Prades Mountains, also known as Muntanyes de Prades, is a large calcareous mountain massif straddling the comarcas of Alt Camp, Baix Camp, Conca de Barberà, Garrigues and Priorat, in Catalonia, Spain. They are a Site of Community Importance.

These mountains have characteristic large and rounded rocky outcrops. They are mostly heavily forested with oak and pine trees, and the non-native chestnut tree has adapted to the local forests.

Geography
The range runs in an east to west direction and is part of the Catalan Pre-Coastal Range. The main peak is Tossal de la Baltasana (1203 m), other summits are Mola d'Estat (1127 m), Mola dels Quatre Termes (1117 m), La Mussara (1055 m), and Punta de la Barrina (1013 m). The 731 m high Tossal de la Creu is a visible landmark from the Poblet Monastery, located at the foot of the range.

# [Written problem 1]
According to the article on the Prades Mountains, what is the main peak of the range?
# [Written problem 2]
Pick out every line of the records that contains the string "filling", matching case exactly.
The article on the Prades Mountains and the records that follow it are unrelated.

# [Supplied material]
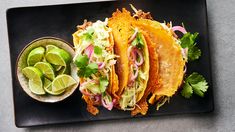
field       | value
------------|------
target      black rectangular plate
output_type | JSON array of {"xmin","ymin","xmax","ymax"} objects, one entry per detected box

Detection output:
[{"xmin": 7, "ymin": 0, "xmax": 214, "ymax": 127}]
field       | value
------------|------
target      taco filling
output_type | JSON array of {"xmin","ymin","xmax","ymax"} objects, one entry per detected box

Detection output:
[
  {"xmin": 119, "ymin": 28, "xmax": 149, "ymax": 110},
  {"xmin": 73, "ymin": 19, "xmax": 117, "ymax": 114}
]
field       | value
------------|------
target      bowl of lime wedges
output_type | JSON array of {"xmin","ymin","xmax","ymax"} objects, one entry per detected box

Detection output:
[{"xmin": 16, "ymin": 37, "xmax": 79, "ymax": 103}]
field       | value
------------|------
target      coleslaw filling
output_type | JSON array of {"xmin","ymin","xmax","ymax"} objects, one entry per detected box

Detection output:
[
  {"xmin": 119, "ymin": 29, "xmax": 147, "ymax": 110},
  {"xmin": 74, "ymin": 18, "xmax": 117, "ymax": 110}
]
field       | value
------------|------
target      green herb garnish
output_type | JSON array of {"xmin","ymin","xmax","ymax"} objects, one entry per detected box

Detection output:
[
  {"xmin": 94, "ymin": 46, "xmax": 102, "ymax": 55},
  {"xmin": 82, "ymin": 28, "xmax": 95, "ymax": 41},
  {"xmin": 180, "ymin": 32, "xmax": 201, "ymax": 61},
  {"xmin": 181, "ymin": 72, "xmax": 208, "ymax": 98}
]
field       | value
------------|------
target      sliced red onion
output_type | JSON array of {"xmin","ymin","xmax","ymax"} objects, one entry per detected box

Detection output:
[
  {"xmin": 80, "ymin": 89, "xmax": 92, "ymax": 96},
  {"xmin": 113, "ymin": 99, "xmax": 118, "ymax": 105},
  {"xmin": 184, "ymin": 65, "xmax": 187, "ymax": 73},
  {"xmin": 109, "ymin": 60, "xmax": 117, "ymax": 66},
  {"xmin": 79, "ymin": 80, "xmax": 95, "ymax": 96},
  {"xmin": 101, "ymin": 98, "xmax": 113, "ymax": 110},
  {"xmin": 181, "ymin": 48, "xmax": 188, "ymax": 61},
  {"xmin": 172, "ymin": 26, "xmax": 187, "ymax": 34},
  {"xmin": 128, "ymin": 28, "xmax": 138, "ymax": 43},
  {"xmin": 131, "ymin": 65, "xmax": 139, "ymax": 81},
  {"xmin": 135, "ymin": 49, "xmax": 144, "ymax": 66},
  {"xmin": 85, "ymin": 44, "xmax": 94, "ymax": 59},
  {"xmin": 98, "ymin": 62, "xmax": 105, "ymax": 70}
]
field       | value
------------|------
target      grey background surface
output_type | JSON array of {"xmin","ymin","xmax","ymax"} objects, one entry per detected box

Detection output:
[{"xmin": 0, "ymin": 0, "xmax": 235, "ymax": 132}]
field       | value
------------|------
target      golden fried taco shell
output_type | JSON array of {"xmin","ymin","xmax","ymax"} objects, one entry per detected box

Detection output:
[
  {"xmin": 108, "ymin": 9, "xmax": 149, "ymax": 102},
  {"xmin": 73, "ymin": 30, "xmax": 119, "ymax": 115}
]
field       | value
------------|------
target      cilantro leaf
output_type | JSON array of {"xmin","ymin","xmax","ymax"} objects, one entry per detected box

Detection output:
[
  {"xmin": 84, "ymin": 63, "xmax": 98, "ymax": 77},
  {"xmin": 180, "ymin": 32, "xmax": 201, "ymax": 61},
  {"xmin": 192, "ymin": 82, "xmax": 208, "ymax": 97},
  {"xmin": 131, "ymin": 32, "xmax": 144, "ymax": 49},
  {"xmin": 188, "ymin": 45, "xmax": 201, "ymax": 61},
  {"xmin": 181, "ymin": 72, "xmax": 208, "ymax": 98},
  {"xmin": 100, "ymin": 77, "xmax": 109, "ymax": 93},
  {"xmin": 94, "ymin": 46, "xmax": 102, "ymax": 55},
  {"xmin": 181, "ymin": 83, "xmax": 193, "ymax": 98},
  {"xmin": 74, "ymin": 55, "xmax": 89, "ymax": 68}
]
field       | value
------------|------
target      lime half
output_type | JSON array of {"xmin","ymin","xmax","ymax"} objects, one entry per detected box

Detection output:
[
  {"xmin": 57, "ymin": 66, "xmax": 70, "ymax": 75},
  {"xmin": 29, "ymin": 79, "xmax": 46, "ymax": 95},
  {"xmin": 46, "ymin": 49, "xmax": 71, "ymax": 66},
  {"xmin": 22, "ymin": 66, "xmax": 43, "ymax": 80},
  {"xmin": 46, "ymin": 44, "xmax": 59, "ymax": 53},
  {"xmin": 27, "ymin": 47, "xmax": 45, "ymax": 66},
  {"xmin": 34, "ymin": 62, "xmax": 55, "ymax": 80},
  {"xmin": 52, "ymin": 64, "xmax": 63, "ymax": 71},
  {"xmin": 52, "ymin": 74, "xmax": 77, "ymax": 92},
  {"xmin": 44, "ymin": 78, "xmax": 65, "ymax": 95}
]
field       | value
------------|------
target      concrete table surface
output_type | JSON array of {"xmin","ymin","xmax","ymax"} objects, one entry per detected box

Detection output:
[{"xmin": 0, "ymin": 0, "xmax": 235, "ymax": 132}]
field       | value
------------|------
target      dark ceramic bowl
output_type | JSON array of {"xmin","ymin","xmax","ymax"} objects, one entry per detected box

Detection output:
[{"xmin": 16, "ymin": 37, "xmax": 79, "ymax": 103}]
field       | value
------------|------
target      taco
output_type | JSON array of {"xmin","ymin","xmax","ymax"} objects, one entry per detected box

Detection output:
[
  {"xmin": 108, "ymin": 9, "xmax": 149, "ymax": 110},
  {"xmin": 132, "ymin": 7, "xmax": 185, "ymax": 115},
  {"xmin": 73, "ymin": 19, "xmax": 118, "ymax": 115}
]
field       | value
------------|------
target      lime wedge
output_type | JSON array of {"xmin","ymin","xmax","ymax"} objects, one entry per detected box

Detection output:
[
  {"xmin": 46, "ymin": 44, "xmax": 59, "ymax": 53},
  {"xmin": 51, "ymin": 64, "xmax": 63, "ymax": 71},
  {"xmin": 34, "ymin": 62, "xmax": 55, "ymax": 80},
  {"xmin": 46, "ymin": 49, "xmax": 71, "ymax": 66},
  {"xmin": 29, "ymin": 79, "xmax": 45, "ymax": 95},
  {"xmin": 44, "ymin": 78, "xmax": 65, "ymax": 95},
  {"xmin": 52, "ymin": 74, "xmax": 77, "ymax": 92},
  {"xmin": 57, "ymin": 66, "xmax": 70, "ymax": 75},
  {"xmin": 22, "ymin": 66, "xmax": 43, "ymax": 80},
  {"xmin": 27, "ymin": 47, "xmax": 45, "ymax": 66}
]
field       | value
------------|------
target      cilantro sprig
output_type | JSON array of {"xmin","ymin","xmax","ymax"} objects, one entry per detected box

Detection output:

# [Exercise result 1]
Tossal de la Baltasana, at 1203 m.

# [Exercise result 2]
target      taco filling
target      coleslaw filling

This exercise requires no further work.